[Excerpts of pointing data]
- - - - - - -
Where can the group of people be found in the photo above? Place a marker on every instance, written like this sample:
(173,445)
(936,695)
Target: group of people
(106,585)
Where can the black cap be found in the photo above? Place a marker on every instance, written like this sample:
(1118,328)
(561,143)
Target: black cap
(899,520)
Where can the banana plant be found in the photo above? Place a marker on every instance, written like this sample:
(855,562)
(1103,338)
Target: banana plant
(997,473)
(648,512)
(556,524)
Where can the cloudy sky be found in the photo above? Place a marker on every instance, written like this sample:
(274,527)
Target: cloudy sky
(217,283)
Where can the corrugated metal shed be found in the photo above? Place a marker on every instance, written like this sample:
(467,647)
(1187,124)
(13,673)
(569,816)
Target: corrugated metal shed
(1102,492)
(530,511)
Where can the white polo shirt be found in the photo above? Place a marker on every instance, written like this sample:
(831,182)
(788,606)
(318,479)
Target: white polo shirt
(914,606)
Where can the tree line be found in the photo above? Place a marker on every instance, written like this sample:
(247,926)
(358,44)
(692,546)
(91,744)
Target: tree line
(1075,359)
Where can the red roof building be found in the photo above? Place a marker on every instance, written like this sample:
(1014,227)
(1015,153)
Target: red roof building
- - - - - - -
- **GOAL**
Pull out each record as written and restate it exactly.

- **THE ANSWER**
Where can the group of people be found in the photo above? Place a marker on every instance, written like this sample:
(173,445)
(936,695)
Target: group of people
(106,585)
Where can the black cap be found in the photo above? Place a marker on every instance, written like this sample:
(1118,328)
(561,143)
Target: black cap
(899,520)
Where can the banana plant be found in the photo above? Place a marker on every instance, written like this sample:
(855,562)
(1103,338)
Target: banana plant
(997,473)
(648,512)
(556,524)
Where can the cloudy sky be found in the photo above? Place a marker on every instance, written like this sample:
(274,527)
Target: cloudy sky
(217,283)
Where can the corrugated metal shed be found in the photo above? Place a marker on every instance, written like this sample:
(467,647)
(1187,124)
(13,673)
(569,816)
Target: corrugated metal shed
(1102,492)
(530,511)
Where can the white polo shirt be found in the photo above? Place a marker on every instance, written like this sample:
(831,182)
(788,606)
(318,479)
Target: white polo shirt
(914,606)
Where can the tree line be found in the photo above? Place a marker on every instance, written like this sample:
(247,926)
(358,44)
(692,546)
(91,744)
Target: tree line
(1075,359)
Where can the red roof building be found in the photo above? Place a marker on every instance, written like this sample:
(1014,227)
(1015,153)
Target: red roof building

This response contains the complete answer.